■ Problem description ■
These entries must be printed again exactly as they are.

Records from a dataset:
►

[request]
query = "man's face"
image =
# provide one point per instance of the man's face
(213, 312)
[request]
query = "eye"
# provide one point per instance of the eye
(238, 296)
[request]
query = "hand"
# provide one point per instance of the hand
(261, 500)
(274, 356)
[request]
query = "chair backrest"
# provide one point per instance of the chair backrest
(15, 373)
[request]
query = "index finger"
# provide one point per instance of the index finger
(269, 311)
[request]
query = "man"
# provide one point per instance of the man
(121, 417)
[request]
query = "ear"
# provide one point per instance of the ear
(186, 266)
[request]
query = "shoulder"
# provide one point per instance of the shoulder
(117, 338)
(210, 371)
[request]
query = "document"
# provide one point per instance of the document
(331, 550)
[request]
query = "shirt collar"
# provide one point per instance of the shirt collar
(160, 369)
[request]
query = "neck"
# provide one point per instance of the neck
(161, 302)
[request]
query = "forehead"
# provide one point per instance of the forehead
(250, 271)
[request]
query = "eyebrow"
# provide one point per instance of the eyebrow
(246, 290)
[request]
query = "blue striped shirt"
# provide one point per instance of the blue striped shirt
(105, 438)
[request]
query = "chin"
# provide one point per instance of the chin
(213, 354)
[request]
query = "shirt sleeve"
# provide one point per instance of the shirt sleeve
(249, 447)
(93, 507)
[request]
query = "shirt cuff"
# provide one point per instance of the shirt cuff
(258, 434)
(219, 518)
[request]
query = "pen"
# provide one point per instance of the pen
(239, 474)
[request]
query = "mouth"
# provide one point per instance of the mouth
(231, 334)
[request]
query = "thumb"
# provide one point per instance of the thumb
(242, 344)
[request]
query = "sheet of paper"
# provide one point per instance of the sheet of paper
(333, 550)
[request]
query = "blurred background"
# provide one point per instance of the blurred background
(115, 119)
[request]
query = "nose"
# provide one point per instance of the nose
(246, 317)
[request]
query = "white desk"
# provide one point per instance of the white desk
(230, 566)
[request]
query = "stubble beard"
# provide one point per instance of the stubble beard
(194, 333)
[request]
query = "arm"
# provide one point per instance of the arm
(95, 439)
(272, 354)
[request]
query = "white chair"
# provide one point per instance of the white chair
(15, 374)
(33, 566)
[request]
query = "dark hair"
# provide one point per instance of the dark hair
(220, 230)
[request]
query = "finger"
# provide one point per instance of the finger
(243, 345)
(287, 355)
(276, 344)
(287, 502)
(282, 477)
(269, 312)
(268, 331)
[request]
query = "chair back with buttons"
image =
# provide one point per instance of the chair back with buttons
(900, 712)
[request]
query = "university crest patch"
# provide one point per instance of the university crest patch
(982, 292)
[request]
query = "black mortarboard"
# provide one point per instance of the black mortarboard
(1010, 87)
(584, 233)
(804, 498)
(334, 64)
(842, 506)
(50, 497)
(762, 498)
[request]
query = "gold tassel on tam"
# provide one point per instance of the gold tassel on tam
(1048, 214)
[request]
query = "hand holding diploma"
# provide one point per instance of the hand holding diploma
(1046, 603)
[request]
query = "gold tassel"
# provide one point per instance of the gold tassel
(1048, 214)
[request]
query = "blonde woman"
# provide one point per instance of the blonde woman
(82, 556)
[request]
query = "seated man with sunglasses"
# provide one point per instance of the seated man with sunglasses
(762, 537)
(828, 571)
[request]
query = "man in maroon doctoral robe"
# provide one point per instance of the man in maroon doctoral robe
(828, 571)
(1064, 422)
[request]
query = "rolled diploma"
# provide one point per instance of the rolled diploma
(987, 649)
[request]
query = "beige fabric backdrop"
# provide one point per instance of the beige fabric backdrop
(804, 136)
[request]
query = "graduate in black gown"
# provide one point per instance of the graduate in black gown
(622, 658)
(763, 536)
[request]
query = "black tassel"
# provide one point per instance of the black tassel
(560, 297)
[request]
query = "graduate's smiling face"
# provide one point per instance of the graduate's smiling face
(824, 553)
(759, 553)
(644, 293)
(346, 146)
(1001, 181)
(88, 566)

◄

■ Written answer ■
[request]
query = "man's face"
image =
# provide one point per instance of the man's face
(213, 312)
[request]
query = "eye"
# provide one point per instance of the eye
(238, 296)
[request]
query = "hand"
# provide one point per instance of the hand
(261, 500)
(274, 356)
[request]
query = "chair backrest"
# provide one point per instance of the chair backrest
(15, 373)
[request]
query = "index finger"
# provide one point per instance of the index finger
(269, 311)
[request]
query = "man"
# provide one point per instance of the man
(121, 417)
[request]
query = "ear"
# provide one point per instance of the ear
(186, 266)
[request]
query = "shoulder"
# provide one point per instance of the shoulder
(117, 338)
(210, 371)
[request]
query = "document"
# provide one point per instance of the document
(331, 550)
[request]
query = "shirt collar"
# provide one point per instance of the shirt collar
(160, 369)
[request]
query = "neck"
# provide one point per instance of the neck
(161, 302)
[request]
query = "forehead"
# provide one point per instance of the forehead
(250, 271)
[request]
query = "eyebrow"
# provide one point per instance of the eyebrow
(246, 290)
[request]
query = "blue striped shirt"
# provide one point per instance of the blue striped shirt
(105, 438)
[request]
query = "chin"
# provide one point per instance of the chin
(213, 354)
[request]
query = "shirt sleeve"
# provide one point per instance of the shirt sleeve
(249, 447)
(93, 507)
[request]
query = "shirt cuff"
# provide one point per instance of the shirt cuff
(258, 434)
(219, 518)
[request]
query = "pen"
# provide one point per instance of the pen
(239, 474)
[request]
query = "mouth"
# provide one point per instance of the mouth
(231, 334)
[request]
query = "thumb"
# provide one point per instance of the thumb
(242, 344)
[request]
query = "sheet of paper"
# provide one point per instance of the sheet of paper
(333, 550)
[request]
query = "blurred background"
# provide one point per instance of the blurred background
(115, 119)
[request]
query = "nose"
# provide one point per instance of the nose
(246, 317)
[request]
query = "white desk"
# provide one point per instance of the white desk
(230, 566)
[request]
query = "stubble beard"
# provide one point per instance of the stubble beard
(194, 333)
[request]
query = "arm"
# provide one point per instance of the arm
(95, 439)
(272, 354)
[request]
query = "white chair"
# provide one point per instance of the white chair
(15, 374)
(33, 566)
[request]
query = "dark hair"
# provide one point per instance of the dark hair
(220, 230)
[request]
query = "finger"
# provide one point per instance of the finger
(243, 345)
(287, 355)
(276, 344)
(287, 502)
(282, 477)
(269, 312)
(268, 331)
[request]
query = "chair back with buttons"
image =
# provide one point per instance of the chair back with buttons
(900, 712)
[request]
query = "university crest patch"
# provide one point per instance of the university crest patch
(982, 292)
[request]
query = "black mortarboard"
# provide one point per instance of the black mortarboard
(1010, 87)
(584, 233)
(804, 498)
(334, 64)
(842, 506)
(50, 497)
(762, 498)
[request]
query = "gold tassel on tam"
# provide one point per instance of the gold tassel on tam
(1048, 214)
[request]
query = "hand holding diploma"
# provide one point per instance of the hand holding diploma
(1046, 603)
[request]
query = "gold tassel"
# provide one point per instance of the gold tassel
(1048, 214)
[request]
query = "blonde woman"
# provide one point per instance of the blonde woman
(82, 556)
[request]
query = "seated man with sunglasses"
# provide one point per instance of the seated man with sunglasses
(762, 537)
(828, 571)
[request]
query = "man in maroon doctoral robe"
# provide one point per instance of the man in maroon doctoral robe
(828, 571)
(1064, 422)
[request]
query = "rolled diploma"
# provide one point per instance of the rolled diploma
(987, 649)
[request]
query = "beige fabric backdrop"
# provide one point per instance of the beige fabric backdrop
(804, 136)
[request]
query = "graduate in black gown"
# provide one point per instance of the graduate in black gown
(622, 658)
(763, 536)
[request]
query = "black tassel"
# provide one point per instance of the black tassel
(560, 297)
[request]
query = "graduate's smiling face"
# provide one point per instance of the graduate's smiling face
(824, 553)
(759, 553)
(644, 293)
(346, 146)
(1001, 181)
(88, 566)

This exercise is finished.